◆ **AIM**
Retype all of the data exactly as given.

* BEGIN INPUT *

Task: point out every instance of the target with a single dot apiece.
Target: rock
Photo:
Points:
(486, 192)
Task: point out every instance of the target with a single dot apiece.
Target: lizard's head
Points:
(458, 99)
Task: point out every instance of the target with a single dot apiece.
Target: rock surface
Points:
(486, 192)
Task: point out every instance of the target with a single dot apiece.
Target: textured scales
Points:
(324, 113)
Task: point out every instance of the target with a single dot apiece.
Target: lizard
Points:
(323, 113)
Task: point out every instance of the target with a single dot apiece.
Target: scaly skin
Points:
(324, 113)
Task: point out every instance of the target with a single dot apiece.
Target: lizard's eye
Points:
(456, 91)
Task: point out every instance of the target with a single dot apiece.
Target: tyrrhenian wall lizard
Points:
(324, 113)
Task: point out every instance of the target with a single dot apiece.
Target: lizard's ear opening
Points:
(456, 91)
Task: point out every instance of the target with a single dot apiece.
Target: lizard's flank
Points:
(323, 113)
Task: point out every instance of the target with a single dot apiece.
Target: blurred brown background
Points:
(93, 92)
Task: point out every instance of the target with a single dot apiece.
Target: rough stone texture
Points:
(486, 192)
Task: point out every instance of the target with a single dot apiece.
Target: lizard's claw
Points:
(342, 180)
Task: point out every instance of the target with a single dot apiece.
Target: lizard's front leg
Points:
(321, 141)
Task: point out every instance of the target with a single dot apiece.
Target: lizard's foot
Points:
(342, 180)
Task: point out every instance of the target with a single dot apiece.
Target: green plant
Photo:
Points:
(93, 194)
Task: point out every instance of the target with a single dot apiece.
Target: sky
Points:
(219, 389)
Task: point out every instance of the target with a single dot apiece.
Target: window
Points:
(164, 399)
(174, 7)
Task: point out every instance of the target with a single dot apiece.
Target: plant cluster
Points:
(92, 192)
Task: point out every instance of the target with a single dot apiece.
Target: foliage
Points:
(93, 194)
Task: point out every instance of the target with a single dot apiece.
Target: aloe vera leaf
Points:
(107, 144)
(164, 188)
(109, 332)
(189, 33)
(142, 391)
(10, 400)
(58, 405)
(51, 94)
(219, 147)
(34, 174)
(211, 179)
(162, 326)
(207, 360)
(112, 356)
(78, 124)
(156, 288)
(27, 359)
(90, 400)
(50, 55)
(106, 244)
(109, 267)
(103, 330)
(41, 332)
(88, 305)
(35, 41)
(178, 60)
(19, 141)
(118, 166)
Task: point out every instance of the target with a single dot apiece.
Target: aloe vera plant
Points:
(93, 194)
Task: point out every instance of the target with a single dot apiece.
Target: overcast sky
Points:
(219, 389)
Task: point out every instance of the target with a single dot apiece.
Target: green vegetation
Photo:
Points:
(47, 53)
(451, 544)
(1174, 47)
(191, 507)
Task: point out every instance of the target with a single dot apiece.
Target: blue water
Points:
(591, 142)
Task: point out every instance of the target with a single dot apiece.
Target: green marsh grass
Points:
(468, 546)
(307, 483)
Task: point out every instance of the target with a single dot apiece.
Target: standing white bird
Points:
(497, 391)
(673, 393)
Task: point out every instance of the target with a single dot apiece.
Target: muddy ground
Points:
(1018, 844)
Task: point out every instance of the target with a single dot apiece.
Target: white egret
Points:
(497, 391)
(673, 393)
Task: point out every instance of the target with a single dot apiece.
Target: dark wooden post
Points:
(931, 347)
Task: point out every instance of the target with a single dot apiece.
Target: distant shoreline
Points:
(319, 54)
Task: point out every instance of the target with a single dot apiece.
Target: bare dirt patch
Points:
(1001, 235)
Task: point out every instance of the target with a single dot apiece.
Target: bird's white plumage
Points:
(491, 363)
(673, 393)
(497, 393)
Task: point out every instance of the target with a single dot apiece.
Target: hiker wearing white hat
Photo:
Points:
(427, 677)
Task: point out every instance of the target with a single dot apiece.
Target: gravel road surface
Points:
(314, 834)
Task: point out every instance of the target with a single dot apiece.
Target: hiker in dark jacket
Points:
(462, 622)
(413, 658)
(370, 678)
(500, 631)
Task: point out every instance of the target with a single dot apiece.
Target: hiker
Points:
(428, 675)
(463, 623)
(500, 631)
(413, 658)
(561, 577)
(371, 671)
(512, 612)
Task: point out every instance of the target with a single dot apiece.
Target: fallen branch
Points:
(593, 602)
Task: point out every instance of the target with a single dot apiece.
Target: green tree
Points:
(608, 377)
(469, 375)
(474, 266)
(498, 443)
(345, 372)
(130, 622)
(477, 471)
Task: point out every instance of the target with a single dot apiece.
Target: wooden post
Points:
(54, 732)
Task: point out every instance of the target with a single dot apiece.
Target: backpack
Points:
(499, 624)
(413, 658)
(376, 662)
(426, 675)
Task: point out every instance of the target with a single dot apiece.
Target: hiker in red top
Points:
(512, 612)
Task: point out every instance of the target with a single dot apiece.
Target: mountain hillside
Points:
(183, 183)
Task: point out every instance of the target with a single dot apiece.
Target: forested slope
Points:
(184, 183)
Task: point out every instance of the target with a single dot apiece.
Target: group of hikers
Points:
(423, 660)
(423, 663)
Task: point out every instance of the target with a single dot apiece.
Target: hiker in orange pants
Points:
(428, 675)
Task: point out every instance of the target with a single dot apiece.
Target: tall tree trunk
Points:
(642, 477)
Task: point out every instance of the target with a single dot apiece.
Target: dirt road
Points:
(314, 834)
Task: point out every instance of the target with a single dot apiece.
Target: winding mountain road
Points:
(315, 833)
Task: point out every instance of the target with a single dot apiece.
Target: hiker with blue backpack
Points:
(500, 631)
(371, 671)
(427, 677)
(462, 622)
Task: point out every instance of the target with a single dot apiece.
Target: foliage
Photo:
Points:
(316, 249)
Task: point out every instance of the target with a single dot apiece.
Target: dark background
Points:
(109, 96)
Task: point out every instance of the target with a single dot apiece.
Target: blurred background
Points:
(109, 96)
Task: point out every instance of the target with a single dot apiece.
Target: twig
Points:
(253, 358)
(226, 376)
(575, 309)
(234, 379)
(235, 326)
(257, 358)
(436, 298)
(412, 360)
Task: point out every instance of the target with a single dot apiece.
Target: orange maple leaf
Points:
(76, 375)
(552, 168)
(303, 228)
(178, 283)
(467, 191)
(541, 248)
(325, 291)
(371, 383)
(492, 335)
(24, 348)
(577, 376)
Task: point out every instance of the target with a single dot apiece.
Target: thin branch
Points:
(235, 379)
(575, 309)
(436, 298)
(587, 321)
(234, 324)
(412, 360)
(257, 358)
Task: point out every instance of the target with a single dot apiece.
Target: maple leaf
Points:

* END INPUT *

◆ **COMPLETED EXERCISE**
Task: point out every instance of the target with a single dot apiece.
Target: rock
Photo:
Points:
(486, 192)
Task: point out every instance of the target with a single dot apiece.
Target: lizard's head
Points:
(458, 99)
Task: point out every instance of the target with a single dot apiece.
Target: rock surface
Points:
(486, 192)
Task: point out every instance of the target with a single dot apiece.
Target: textured scales
Points:
(324, 113)
Task: point out every instance of the target with a single dot apiece.
Target: lizard
Points:
(323, 113)
Task: point out every instance of the target with a single dot apiece.
Target: scaly skin
Points:
(324, 113)
Task: point out every instance of the target with a single dot apiece.
Target: lizard's eye
Points:
(456, 91)
Task: point out every instance of the target with a single dot apiece.
Target: tyrrhenian wall lizard
Points:
(324, 113)
Task: point out every instance of the target with a single dot apiece.
Target: lizard's ear opening
Points:
(456, 91)
Task: point out every instance of the target with a single dot apiece.
Target: lizard's flank
Points:
(323, 113)
Task: point out every instance of the target with a single dot apiece.
Target: blurred brown background
Points:
(93, 92)
Task: point out every instance of the target with a single dot apiece.
Target: rough stone texture
Points:
(486, 192)
Task: point out every instance of the target with a single dot apiece.
Target: lizard's claw
Points:
(342, 180)
Task: point out every instance of the target with a single dot apiece.
Target: lizard's front leg
Points:
(321, 141)
Task: point out every instance of the target with a single dot apiece.
Target: lizard's foot
Points:
(342, 180)
Task: point out every instance of the target with a single dot apiece.
Target: green plant
Photo:
Points:
(93, 194)
Task: point out every instance of the target with a single dot apiece.
Target: sky
Points:
(219, 389)
Task: point out every instance of the target with a single dot apiece.
Target: window
Points:
(164, 399)
(174, 7)
Task: point out every instance of the target with a single dot apiece.
Target: plant cluster
Points:
(92, 192)
Task: point out every instance of the target with a single dot apiece.
Target: foliage
Points:
(93, 194)
Task: point out every instance of the target with a single dot apiece.
Target: aloe vera leaf
Points:
(107, 144)
(164, 188)
(109, 332)
(189, 33)
(142, 391)
(10, 400)
(58, 405)
(51, 94)
(219, 147)
(34, 174)
(211, 179)
(162, 326)
(207, 360)
(112, 356)
(78, 124)
(156, 288)
(27, 359)
(90, 400)
(50, 55)
(106, 244)
(109, 267)
(103, 330)
(41, 332)
(88, 305)
(35, 41)
(178, 60)
(19, 141)
(118, 166)
Task: point out every instance of the target with a single dot apiece.
Target: aloe vera plant
Points:
(93, 194)
Task: point out every instance of the target with a single dot apiece.
Target: overcast sky
Points:
(219, 389)
Task: point out every instance of the target with a single dot apiece.
Target: green vegetation
Photo:
Points:
(47, 53)
(451, 544)
(1174, 47)
(191, 507)
Task: point out every instance of the target with a single dot apiece.
Target: blue water
Points:
(591, 142)
Task: point out every instance of the target with a single dot apiece.
Target: green marsh grass
Points:
(468, 546)
(307, 483)
Task: point out every instance of the target with a single dot apiece.
Target: standing white bird
Points:
(497, 391)
(673, 393)
Task: point out every instance of the target with a single dot apiece.
Target: muddy ground
Points:
(1018, 844)
Task: point out every instance of the target with a single dot apiece.
Target: white egret
Points:
(497, 391)
(673, 393)
Task: point out every instance of the target with a single dot apiece.
Target: dark wooden post
Points:
(931, 347)
Task: point out every instance of the target with a single dot apiece.
Target: distant shoreline
Points:
(319, 54)
Task: point out every instance of the target with a single dot apiece.
Target: bare dirt patch
Points:
(1001, 235)
Task: point out every instance of the target with a single dot apiece.
Target: bird's white plumage
Points:
(491, 363)
(673, 393)
(497, 393)
Task: point out every instance of the target with a single dot apiece.
Target: hiker wearing white hat
Photo:
Points:
(427, 677)
Task: point out every instance of the target with a single dot apiece.
Target: gravel road surface
Points:
(314, 834)
Task: point out every instance of the target with a single dot apiece.
Target: hiker in dark jacket
Points:
(462, 622)
(413, 658)
(370, 678)
(500, 631)
Task: point out every instance of the target with a single dot apiece.
Target: hiker
Points:
(428, 675)
(463, 623)
(500, 631)
(413, 658)
(561, 577)
(371, 671)
(512, 612)
Task: point out every instance of the target with a single dot apiece.
Target: fallen branch
Points:
(593, 602)
Task: point out every instance of the target with a single dot apiece.
Target: green tree
Points:
(608, 377)
(469, 375)
(474, 266)
(498, 443)
(345, 372)
(130, 622)
(477, 471)
Task: point out every instance of the target with a single dot apiece.
Target: wooden post
Points:
(54, 732)
Task: point out every instance of the target with a single dot apiece.
Target: backpack
Points:
(499, 624)
(413, 658)
(376, 662)
(426, 675)
Task: point out every instance of the target with a single dot apiece.
Target: hiker in red top
Points:
(512, 612)
Task: point out every instance of the target with a single dot apiece.
Target: mountain hillside
Points:
(183, 183)
Task: point out every instance of the target with a single dot apiece.
Target: forested slope
Points:
(184, 183)
Task: point out every instance of the target with a single dot apiece.
Target: group of hikers
Points:
(423, 660)
(423, 663)
Task: point out every instance of the target with a single dot apiece.
Target: hiker in orange pants
Points:
(428, 675)
Task: point out every instance of the target with a single dot apiece.
Target: tall tree trunk
Points:
(642, 477)
Task: point out every instance of the target with a single dot apiece.
Target: dirt road
Points:
(314, 834)
Task: point out every instance of the target with a single dot apiece.
Target: winding mountain road
Points:
(315, 833)
Task: point out every instance of the target with a single dot apiece.
Target: hiker with blue backpack
Points:
(500, 631)
(371, 671)
(427, 677)
(462, 622)
Task: point out every instance of the target with a single dot apiece.
Target: foliage
Photo:
Points:
(316, 249)
Task: point out every instance of the target with a single dot apiece.
Target: dark background
Points:
(109, 96)
Task: point out every instance of the target with a single dot apiece.
Target: blurred background
Points:
(109, 96)
Task: point out every instance of the target with a single dot apiece.
Target: twig
Points:
(253, 358)
(226, 376)
(575, 309)
(234, 379)
(235, 326)
(257, 358)
(436, 298)
(412, 360)
Task: point out every instance of the target with a single dot apiece.
Target: orange maple leaf
Points:
(76, 375)
(552, 168)
(303, 228)
(178, 283)
(467, 191)
(541, 248)
(325, 291)
(371, 383)
(492, 335)
(24, 348)
(577, 376)
Task: point out every instance of the target with a single dot apiece.
Target: thin branch
Points:
(235, 379)
(575, 309)
(436, 298)
(587, 321)
(234, 324)
(412, 360)
(257, 358)
Task: point out every instance of the target with a single dot apiece.
Target: maple leaf
Points:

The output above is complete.